** Data for analysis follows **

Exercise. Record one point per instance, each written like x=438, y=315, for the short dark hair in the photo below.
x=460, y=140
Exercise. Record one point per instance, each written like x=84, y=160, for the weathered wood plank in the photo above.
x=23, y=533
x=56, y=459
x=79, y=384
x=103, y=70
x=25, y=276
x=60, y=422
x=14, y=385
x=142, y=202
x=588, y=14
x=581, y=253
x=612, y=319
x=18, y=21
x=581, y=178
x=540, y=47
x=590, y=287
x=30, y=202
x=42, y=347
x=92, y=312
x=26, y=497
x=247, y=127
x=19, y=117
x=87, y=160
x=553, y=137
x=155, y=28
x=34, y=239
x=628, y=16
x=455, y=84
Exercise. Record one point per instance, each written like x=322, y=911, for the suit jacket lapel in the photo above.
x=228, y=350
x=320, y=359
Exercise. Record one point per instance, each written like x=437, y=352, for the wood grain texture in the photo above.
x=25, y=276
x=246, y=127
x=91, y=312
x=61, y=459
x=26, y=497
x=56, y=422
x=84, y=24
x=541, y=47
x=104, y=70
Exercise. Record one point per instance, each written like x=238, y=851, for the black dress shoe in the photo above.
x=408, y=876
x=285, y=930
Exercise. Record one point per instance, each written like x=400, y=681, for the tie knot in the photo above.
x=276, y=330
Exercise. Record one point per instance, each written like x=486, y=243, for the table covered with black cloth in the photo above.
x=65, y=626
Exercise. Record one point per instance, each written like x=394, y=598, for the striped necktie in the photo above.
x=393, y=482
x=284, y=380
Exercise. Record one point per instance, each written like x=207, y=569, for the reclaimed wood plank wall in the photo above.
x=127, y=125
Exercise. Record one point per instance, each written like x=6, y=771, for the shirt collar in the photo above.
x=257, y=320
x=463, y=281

** End of Data for analysis **

- The task
Each record above is to be written out again, without any change.

- Result of the task
Exercise. Record one point per instance, each written like x=438, y=315, for the short dark hair in the photo below.
x=460, y=140
Exercise. Record one point per instance, each written like x=84, y=160, for the weathered wood plank in the photo above.
x=23, y=533
x=56, y=459
x=79, y=384
x=103, y=70
x=25, y=276
x=60, y=422
x=14, y=385
x=142, y=202
x=588, y=14
x=581, y=253
x=612, y=319
x=18, y=21
x=581, y=178
x=540, y=47
x=590, y=287
x=30, y=202
x=42, y=347
x=92, y=312
x=26, y=497
x=247, y=127
x=19, y=117
x=87, y=160
x=553, y=137
x=155, y=28
x=34, y=239
x=628, y=16
x=455, y=84
Exercise. Record one point per instance, each written like x=322, y=911, for the suit jacket lapel in the photo above.
x=228, y=350
x=320, y=359
Exercise. Record one point per instance, each written like x=437, y=352, for the wood grain texture in the photo above.
x=25, y=276
x=246, y=127
x=91, y=312
x=61, y=459
x=26, y=497
x=56, y=422
x=84, y=24
x=541, y=47
x=104, y=70
Exercise. Record one point per instance, each written like x=238, y=851, for the black dress shoe in the photo above.
x=408, y=876
x=285, y=930
Exercise. Record one point per instance, each written like x=400, y=681, for the tie knot in the photo above.
x=276, y=330
Exercise. Record one point per instance, each written like x=486, y=243, for the table covered with black cloth in the photo above.
x=65, y=626
Exercise. Record one point per instance, each written like x=394, y=598, for the striped necktie in the photo above.
x=393, y=482
x=284, y=380
Exercise. Record one point per instance, each written like x=207, y=569, for the reclaimed wood plank wall in the photo above.
x=127, y=125
Exercise. Record one point per instance, each written like x=6, y=771, for the shirt collar in the photo above.
x=257, y=320
x=463, y=281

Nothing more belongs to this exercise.